Text block:

In 1980, the Church released a pamphlet against the Equal Rights Amendment. It included a fear that the amendment would encourage a “blurring” of gender roles as well as forcing “states…to legally recognize and protect [same-sex] marriages” because “if the law must be as undiscriminating concerning sex as it is toward race, [then]…laws outlawing wedlock between members of the same sex would be as invalid as laws forbidding miscegenation.” (“The Church and the Proposed Equal Rights Amendment: A Moral Issue,” 23-page insert in Ensign, March 1980.)
This “fear” came to pass with Judge Walker’s ruling on Proposition 8 in 2010, when Walker stated that “because of their relationship to one another,” gays and lesbians are discriminated against due to their biological sex. (Perry v. Schwarzenegger, 2010 US Dist [N CA], p. 120-21.)
In 1984, LDS apostle Dalin Oaks predicted that any arguments used about keeping children “safe” from the “culture of homosexuality would be used by the opposition to suggest that in opposing homosexual marriage the Church opposes parental rights.

Problem set:
a) Decide whether each statement below agrees with the text on the Church and the Equal Rights Amendment, answering yes or no and quoting the deciding words. (i) The Church released its pamphlet against the Equal Rights Amendment in 1980. (ii) The pamphlet appeared as a 12-page insert in Ensign. (iii) Judge Walker ruled on Proposition 8 in 2010.
b) Answer these questions from the text on the Church and the Equal Rights Amendment.
(i) According to the pamphlet, the amendment would encourage a blurring of what?
(ii) Which proposition was the subject of Judge Walker's ruling?
(iii) In what year did Dalin Oaks make his prediction?
c) Write what comes next in the text on the Church and the Equal Rights Amendment, starting after its final sentence.

Collected material:
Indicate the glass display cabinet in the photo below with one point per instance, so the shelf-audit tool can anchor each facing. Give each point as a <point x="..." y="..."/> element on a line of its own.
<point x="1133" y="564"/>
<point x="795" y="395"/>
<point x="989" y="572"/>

Responses:
a)
(i) Yes: "In 1980, the Church released a pamphlet against the Equal Rights Amendment."
(ii) No: "23-page insert in Ensign, March 1980."
(iii) Yes: "Judge Walker’s ruling on Proposition 8 in 2010"

b)
(i) Gender roles.
(ii) Proposition 8.
(iii) 1984.

c)
In the 9th Circuit repeal today, it’s almost as if the judges are double-dog daring supporters of Prop 8 to make this a question of parental rights:
We in no way mean to suggest that Proposition 8 would have been unconstitutional if only it had gone further — for example, by also repealing same-sex couples’ equal parental rights or their rights to share community property or enjoy hospital visitation privileges. Only if Proposition 8 had any effect on childrearing or “responsible procreation” would it be necessary or appropriate for us to consider the legitimacy of Proponents’ primary rationale for the matter. (Perry v Brown, 2012, 9th Cir., p. 62)
Basically, the court has ruled that rescinding the right to marry for same-sex couples in California is merely to make sure heterosexual relationships are upheld as “superior.” If anything, the “responsible procreation” argument takes a backseat to this overall point.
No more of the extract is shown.